Find the first, second and third minimum elements in an array in O(n).
Examples: 
 

Input : 9 4 12 6
Output : First min = 4
         Second min = 6
         Third min = 9

Input : 4 9 1 32 12
Output : First min = 1
         Second min = 4
         Third min = 9

 

First approach : First we can use normal method that is sort the array and then print first, second and third element of the array. Time complexity of this solution is O(n Log n).
Second approach : Time complexity of this solution is O(n).
Algorithm- 
 

First take an element
then if array[index] < Firstelement
        Thirdelement = Secondelement
        Secondelement = Firstelement
        Firstelement = array[index]
     else if array[index] < Secondelement
        Thirdelement = Secondelement
        Secondelement = array[index]
     else if array[index] < Thirdelement
        Thirdelement = array[index]

then print all the element 

 

C++




// CPP program to find the first, second
// and third minimum element in an array
#include<bits/stdc++.h>
#define MAX 100000
using namespace std;
 
int Print3Smallest(int array[], int n)

> _Record set_
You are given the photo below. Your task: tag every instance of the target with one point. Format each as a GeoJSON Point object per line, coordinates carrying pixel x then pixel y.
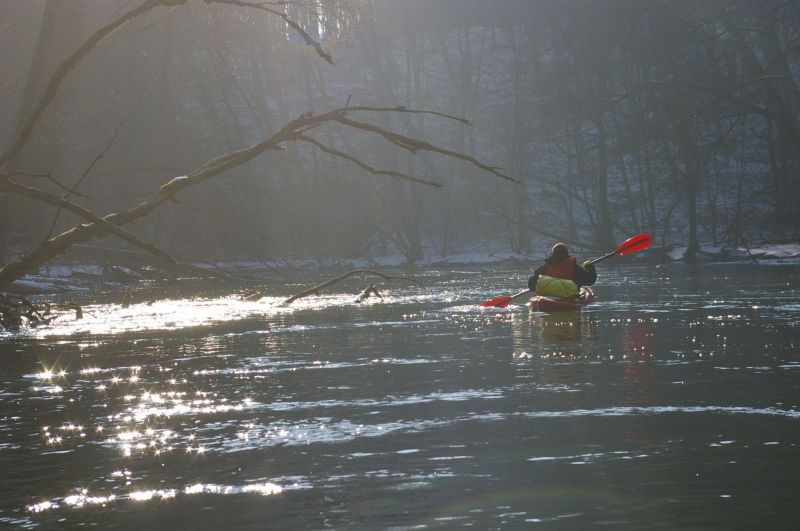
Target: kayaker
{"type": "Point", "coordinates": [559, 264]}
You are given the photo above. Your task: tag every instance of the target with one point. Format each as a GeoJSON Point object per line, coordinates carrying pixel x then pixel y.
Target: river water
{"type": "Point", "coordinates": [670, 402]}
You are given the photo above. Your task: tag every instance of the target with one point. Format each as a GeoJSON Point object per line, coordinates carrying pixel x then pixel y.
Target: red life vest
{"type": "Point", "coordinates": [564, 269]}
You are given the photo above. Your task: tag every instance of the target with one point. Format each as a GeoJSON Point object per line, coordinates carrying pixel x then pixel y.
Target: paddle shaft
{"type": "Point", "coordinates": [604, 257]}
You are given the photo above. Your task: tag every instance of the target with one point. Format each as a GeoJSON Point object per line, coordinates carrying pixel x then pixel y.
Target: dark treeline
{"type": "Point", "coordinates": [681, 118]}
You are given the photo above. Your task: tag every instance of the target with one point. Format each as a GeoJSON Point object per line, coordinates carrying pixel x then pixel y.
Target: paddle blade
{"type": "Point", "coordinates": [497, 302]}
{"type": "Point", "coordinates": [634, 243]}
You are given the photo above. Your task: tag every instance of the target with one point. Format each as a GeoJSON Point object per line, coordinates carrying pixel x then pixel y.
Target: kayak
{"type": "Point", "coordinates": [540, 303]}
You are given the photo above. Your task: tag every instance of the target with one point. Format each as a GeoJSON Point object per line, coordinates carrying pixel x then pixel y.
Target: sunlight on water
{"type": "Point", "coordinates": [421, 396]}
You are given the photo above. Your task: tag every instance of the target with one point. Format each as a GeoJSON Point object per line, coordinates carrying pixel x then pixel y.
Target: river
{"type": "Point", "coordinates": [670, 402]}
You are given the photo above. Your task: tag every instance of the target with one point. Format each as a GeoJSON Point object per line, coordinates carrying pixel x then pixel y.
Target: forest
{"type": "Point", "coordinates": [680, 118]}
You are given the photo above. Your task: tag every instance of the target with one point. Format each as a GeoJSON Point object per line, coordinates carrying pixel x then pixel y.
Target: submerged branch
{"type": "Point", "coordinates": [364, 165]}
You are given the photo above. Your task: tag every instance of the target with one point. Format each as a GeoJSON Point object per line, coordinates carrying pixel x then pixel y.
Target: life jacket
{"type": "Point", "coordinates": [564, 269]}
{"type": "Point", "coordinates": [556, 287]}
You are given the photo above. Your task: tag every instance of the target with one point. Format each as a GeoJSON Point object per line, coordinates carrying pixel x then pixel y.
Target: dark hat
{"type": "Point", "coordinates": [559, 251]}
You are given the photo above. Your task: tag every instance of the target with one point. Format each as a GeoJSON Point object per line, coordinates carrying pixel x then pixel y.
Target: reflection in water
{"type": "Point", "coordinates": [421, 409]}
{"type": "Point", "coordinates": [567, 326]}
{"type": "Point", "coordinates": [638, 371]}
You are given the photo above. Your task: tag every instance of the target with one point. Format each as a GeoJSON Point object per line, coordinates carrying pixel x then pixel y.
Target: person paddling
{"type": "Point", "coordinates": [559, 264]}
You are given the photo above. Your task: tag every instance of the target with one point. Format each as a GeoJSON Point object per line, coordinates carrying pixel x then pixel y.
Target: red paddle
{"type": "Point", "coordinates": [631, 245]}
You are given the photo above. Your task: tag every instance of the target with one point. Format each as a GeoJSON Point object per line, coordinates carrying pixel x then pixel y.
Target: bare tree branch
{"type": "Point", "coordinates": [413, 145]}
{"type": "Point", "coordinates": [402, 108]}
{"type": "Point", "coordinates": [289, 21]}
{"type": "Point", "coordinates": [11, 187]}
{"type": "Point", "coordinates": [363, 165]}
{"type": "Point", "coordinates": [74, 189]}
{"type": "Point", "coordinates": [216, 166]}
{"type": "Point", "coordinates": [316, 289]}
{"type": "Point", "coordinates": [89, 44]}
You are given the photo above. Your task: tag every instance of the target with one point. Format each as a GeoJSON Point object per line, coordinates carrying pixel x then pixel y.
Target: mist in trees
{"type": "Point", "coordinates": [679, 118]}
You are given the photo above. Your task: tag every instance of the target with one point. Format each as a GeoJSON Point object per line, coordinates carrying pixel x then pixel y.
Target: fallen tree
{"type": "Point", "coordinates": [300, 129]}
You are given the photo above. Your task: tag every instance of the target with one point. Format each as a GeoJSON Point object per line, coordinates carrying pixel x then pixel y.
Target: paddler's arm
{"type": "Point", "coordinates": [532, 280]}
{"type": "Point", "coordinates": [585, 276]}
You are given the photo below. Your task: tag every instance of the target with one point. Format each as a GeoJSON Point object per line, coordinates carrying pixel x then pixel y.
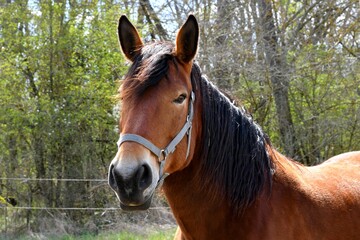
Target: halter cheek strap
{"type": "Point", "coordinates": [170, 148]}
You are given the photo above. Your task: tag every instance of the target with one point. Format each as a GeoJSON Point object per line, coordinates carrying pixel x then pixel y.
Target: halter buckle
{"type": "Point", "coordinates": [162, 155]}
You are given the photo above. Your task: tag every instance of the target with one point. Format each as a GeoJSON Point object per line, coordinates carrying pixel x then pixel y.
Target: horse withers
{"type": "Point", "coordinates": [220, 174]}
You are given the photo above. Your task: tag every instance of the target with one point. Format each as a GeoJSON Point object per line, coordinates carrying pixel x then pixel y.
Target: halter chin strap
{"type": "Point", "coordinates": [170, 148]}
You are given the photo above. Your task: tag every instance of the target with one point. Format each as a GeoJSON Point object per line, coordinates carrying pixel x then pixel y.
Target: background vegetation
{"type": "Point", "coordinates": [294, 65]}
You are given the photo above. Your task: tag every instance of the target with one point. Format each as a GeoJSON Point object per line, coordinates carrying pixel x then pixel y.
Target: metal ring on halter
{"type": "Point", "coordinates": [162, 154]}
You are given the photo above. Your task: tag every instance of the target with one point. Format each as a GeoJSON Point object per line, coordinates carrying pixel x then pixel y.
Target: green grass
{"type": "Point", "coordinates": [166, 235]}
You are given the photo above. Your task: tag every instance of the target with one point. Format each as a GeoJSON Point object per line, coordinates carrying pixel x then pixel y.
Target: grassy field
{"type": "Point", "coordinates": [164, 235]}
{"type": "Point", "coordinates": [167, 235]}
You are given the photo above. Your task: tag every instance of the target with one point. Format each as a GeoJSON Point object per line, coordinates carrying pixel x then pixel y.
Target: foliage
{"type": "Point", "coordinates": [60, 63]}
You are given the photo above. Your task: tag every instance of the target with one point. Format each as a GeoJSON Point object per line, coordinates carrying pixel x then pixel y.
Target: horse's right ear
{"type": "Point", "coordinates": [129, 38]}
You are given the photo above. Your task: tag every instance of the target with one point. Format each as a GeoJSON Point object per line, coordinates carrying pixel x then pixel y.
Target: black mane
{"type": "Point", "coordinates": [233, 152]}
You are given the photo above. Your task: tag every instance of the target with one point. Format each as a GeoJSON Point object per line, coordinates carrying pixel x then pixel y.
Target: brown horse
{"type": "Point", "coordinates": [224, 180]}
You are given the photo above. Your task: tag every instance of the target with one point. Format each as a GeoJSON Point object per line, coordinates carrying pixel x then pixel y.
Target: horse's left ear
{"type": "Point", "coordinates": [187, 40]}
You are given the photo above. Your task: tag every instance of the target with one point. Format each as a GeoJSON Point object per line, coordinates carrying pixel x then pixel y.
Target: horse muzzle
{"type": "Point", "coordinates": [133, 185]}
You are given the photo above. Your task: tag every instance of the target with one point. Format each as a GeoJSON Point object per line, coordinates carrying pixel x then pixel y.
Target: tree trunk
{"type": "Point", "coordinates": [278, 72]}
{"type": "Point", "coordinates": [221, 71]}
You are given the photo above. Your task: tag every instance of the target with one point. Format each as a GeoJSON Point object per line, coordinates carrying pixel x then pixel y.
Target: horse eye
{"type": "Point", "coordinates": [180, 99]}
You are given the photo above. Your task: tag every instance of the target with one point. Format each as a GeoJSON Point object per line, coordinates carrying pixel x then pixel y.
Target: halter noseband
{"type": "Point", "coordinates": [170, 148]}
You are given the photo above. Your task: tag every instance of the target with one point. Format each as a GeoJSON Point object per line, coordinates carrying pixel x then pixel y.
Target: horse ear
{"type": "Point", "coordinates": [187, 40]}
{"type": "Point", "coordinates": [129, 38]}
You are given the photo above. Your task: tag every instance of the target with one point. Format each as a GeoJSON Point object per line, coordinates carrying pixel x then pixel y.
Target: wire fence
{"type": "Point", "coordinates": [25, 214]}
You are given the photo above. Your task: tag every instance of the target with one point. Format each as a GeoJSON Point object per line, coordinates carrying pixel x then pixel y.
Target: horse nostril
{"type": "Point", "coordinates": [144, 176]}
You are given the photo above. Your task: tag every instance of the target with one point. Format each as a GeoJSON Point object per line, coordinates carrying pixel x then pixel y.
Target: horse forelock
{"type": "Point", "coordinates": [148, 68]}
{"type": "Point", "coordinates": [235, 164]}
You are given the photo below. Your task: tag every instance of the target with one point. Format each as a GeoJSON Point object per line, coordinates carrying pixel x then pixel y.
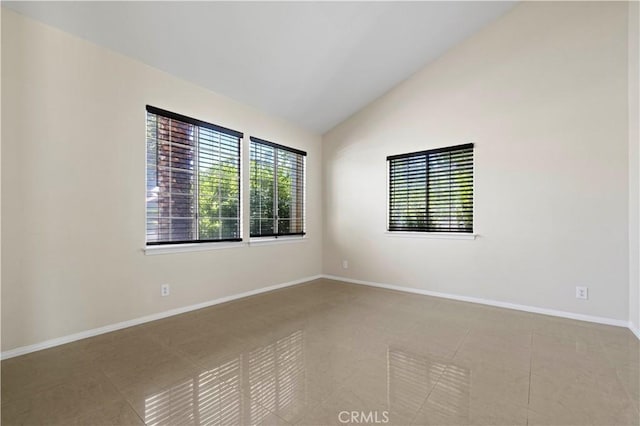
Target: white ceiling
{"type": "Point", "coordinates": [312, 63]}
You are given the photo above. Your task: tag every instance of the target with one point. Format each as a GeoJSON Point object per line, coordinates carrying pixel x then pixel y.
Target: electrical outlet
{"type": "Point", "coordinates": [164, 290]}
{"type": "Point", "coordinates": [582, 292]}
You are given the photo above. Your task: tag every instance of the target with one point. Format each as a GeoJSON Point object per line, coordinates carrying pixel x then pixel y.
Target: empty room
{"type": "Point", "coordinates": [320, 213]}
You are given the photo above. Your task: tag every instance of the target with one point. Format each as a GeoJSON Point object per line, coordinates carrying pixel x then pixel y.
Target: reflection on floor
{"type": "Point", "coordinates": [275, 377]}
{"type": "Point", "coordinates": [334, 353]}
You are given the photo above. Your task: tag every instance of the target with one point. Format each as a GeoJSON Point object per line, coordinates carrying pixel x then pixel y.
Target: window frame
{"type": "Point", "coordinates": [425, 233]}
{"type": "Point", "coordinates": [278, 235]}
{"type": "Point", "coordinates": [191, 244]}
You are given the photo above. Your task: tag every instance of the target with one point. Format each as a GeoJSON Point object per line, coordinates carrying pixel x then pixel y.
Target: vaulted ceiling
{"type": "Point", "coordinates": [312, 63]}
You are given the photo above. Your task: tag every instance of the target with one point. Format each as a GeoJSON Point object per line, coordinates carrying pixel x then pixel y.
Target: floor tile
{"type": "Point", "coordinates": [327, 352]}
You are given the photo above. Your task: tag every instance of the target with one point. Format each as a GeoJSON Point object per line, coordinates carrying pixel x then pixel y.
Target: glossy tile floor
{"type": "Point", "coordinates": [333, 353]}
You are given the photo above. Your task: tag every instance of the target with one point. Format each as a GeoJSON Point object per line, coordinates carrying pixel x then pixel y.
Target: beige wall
{"type": "Point", "coordinates": [542, 93]}
{"type": "Point", "coordinates": [73, 170]}
{"type": "Point", "coordinates": [634, 166]}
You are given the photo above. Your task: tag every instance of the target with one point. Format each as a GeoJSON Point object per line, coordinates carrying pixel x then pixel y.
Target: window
{"type": "Point", "coordinates": [277, 189]}
{"type": "Point", "coordinates": [193, 180]}
{"type": "Point", "coordinates": [432, 191]}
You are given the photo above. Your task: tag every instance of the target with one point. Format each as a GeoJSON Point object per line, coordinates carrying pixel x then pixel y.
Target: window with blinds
{"type": "Point", "coordinates": [193, 180]}
{"type": "Point", "coordinates": [432, 191]}
{"type": "Point", "coordinates": [277, 189]}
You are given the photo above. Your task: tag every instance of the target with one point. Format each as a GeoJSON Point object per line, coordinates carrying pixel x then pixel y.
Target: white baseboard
{"type": "Point", "coordinates": [137, 321]}
{"type": "Point", "coordinates": [525, 308]}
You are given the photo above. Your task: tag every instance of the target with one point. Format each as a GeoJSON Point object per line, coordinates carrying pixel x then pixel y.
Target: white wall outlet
{"type": "Point", "coordinates": [582, 292]}
{"type": "Point", "coordinates": [164, 290]}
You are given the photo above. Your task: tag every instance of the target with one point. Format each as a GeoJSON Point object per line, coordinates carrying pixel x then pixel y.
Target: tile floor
{"type": "Point", "coordinates": [326, 352]}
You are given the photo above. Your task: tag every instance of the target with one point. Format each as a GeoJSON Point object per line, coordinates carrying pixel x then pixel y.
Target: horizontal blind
{"type": "Point", "coordinates": [277, 189]}
{"type": "Point", "coordinates": [432, 191]}
{"type": "Point", "coordinates": [193, 180]}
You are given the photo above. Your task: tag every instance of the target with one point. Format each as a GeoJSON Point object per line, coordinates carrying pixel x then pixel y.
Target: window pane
{"type": "Point", "coordinates": [193, 176]}
{"type": "Point", "coordinates": [432, 191]}
{"type": "Point", "coordinates": [277, 190]}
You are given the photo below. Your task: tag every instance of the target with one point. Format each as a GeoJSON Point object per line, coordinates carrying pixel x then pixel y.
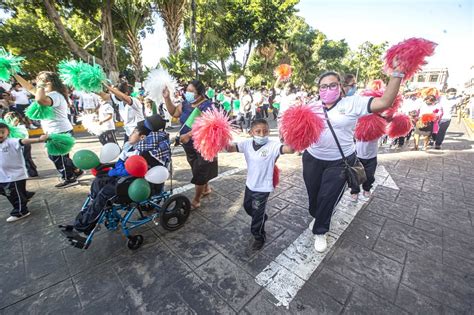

> _Tasks for this exercise_
1/ In the three-minimums text, what time complexity does the first approach of sorting the array have?
2/ Repeat the part of the three-minimums text starting with "First approach : First" and going on through "O(n Log n).".
The material comes from a different source than the three-minimums text.

> _Answers by task_
1/ O(n Log n)

2/
First approach : First we can use normal method that is sort the array and then print first, second and third element of the array. Time complexity of this solution is O(n Log n).